--- TASK OBJECTIVE ---
Copy every line of the listing below verbatim, changing nothing.

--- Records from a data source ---

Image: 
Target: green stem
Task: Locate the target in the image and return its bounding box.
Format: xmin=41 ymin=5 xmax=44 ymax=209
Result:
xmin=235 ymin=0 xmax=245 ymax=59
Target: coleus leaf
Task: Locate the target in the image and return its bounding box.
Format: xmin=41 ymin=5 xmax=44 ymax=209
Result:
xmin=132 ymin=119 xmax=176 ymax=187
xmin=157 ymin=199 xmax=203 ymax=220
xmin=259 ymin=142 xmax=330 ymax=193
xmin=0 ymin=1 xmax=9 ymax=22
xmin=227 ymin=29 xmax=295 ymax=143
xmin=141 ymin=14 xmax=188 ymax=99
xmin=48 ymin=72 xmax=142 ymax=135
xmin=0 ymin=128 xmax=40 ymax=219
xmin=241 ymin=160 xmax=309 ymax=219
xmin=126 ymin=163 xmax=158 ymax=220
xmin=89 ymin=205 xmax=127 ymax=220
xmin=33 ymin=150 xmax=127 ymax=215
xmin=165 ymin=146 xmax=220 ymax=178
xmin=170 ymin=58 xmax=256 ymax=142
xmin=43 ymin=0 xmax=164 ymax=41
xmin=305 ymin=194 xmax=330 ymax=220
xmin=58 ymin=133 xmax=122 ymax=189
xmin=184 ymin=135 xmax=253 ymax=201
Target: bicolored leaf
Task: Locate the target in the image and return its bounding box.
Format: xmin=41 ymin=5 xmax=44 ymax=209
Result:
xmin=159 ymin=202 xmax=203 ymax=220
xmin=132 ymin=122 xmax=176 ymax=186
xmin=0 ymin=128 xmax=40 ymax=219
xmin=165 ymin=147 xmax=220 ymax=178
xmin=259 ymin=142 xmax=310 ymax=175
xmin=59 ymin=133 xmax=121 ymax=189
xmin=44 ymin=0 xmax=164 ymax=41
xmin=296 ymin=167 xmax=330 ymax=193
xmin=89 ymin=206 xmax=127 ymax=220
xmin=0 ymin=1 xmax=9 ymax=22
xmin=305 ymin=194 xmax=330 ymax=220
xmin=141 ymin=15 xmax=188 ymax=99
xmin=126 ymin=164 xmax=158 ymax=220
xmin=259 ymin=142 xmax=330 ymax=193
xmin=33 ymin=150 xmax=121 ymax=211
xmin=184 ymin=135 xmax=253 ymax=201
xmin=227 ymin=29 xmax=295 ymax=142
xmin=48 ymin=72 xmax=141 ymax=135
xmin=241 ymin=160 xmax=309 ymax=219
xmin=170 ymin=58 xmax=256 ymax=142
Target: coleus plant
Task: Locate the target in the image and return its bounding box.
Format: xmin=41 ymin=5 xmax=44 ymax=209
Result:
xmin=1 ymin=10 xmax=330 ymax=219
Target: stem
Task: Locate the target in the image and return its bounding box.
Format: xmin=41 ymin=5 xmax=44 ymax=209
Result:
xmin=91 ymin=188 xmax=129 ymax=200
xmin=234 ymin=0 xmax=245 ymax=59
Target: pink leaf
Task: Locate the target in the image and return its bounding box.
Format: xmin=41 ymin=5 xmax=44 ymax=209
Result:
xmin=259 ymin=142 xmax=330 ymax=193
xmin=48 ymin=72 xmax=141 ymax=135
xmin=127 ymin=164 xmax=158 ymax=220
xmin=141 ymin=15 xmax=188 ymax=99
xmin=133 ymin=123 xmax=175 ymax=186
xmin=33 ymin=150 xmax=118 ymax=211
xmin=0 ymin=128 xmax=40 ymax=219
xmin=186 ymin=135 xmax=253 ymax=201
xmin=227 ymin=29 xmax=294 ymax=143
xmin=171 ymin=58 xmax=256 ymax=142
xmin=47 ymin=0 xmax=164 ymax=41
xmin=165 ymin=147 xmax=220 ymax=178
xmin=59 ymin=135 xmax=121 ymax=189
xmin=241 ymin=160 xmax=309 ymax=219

--- RESULT OF THE EXERCISE ---
Image: 
Target: green stem
Task: Locate the target in the image and return its bounding box.
Format: xmin=41 ymin=5 xmax=44 ymax=209
Result:
xmin=235 ymin=0 xmax=245 ymax=59
Target: coleus leaf
Task: Locate the target in the image and return its bounding box.
Format: xmin=41 ymin=5 xmax=44 ymax=209
Result:
xmin=132 ymin=119 xmax=176 ymax=187
xmin=157 ymin=199 xmax=203 ymax=220
xmin=259 ymin=142 xmax=330 ymax=193
xmin=0 ymin=1 xmax=9 ymax=22
xmin=227 ymin=29 xmax=295 ymax=143
xmin=141 ymin=14 xmax=188 ymax=99
xmin=48 ymin=72 xmax=142 ymax=135
xmin=0 ymin=128 xmax=40 ymax=219
xmin=241 ymin=160 xmax=309 ymax=219
xmin=126 ymin=163 xmax=158 ymax=220
xmin=89 ymin=205 xmax=127 ymax=220
xmin=33 ymin=150 xmax=127 ymax=215
xmin=165 ymin=146 xmax=220 ymax=178
xmin=170 ymin=58 xmax=256 ymax=142
xmin=43 ymin=0 xmax=164 ymax=41
xmin=305 ymin=194 xmax=330 ymax=220
xmin=58 ymin=133 xmax=122 ymax=189
xmin=184 ymin=135 xmax=253 ymax=201
Target: bicolored leaf
Task: Locate the target in the image and return its bounding box.
Format: xmin=41 ymin=5 xmax=44 ymax=209
Result:
xmin=159 ymin=202 xmax=203 ymax=220
xmin=132 ymin=122 xmax=176 ymax=186
xmin=0 ymin=128 xmax=40 ymax=219
xmin=165 ymin=147 xmax=220 ymax=178
xmin=259 ymin=142 xmax=310 ymax=175
xmin=59 ymin=133 xmax=121 ymax=189
xmin=44 ymin=0 xmax=164 ymax=41
xmin=296 ymin=167 xmax=330 ymax=193
xmin=89 ymin=206 xmax=127 ymax=220
xmin=0 ymin=1 xmax=9 ymax=22
xmin=305 ymin=194 xmax=330 ymax=220
xmin=141 ymin=15 xmax=188 ymax=99
xmin=126 ymin=164 xmax=158 ymax=220
xmin=259 ymin=142 xmax=330 ymax=193
xmin=33 ymin=150 xmax=121 ymax=211
xmin=184 ymin=135 xmax=253 ymax=201
xmin=227 ymin=29 xmax=295 ymax=142
xmin=48 ymin=72 xmax=141 ymax=135
xmin=241 ymin=160 xmax=309 ymax=219
xmin=170 ymin=58 xmax=256 ymax=142
Target: coleus plant
Task: Locate the target in the image and return its bounding box.
Format: xmin=41 ymin=5 xmax=44 ymax=209
Result:
xmin=1 ymin=10 xmax=330 ymax=219
Target: stem
Task: Locate the target in the image and return its bounding box.
Format: xmin=41 ymin=5 xmax=44 ymax=209
Result:
xmin=91 ymin=188 xmax=129 ymax=200
xmin=234 ymin=0 xmax=245 ymax=59
Target: pink leaf
Task: Locate the target in the image and return its bounding box.
Format: xmin=41 ymin=5 xmax=44 ymax=209
Result:
xmin=259 ymin=142 xmax=330 ymax=193
xmin=48 ymin=72 xmax=141 ymax=135
xmin=127 ymin=164 xmax=158 ymax=220
xmin=141 ymin=15 xmax=188 ymax=99
xmin=133 ymin=123 xmax=175 ymax=186
xmin=33 ymin=150 xmax=118 ymax=211
xmin=0 ymin=128 xmax=40 ymax=219
xmin=186 ymin=135 xmax=253 ymax=201
xmin=227 ymin=29 xmax=294 ymax=143
xmin=171 ymin=58 xmax=256 ymax=142
xmin=47 ymin=0 xmax=164 ymax=41
xmin=165 ymin=147 xmax=220 ymax=178
xmin=59 ymin=135 xmax=121 ymax=189
xmin=241 ymin=160 xmax=309 ymax=219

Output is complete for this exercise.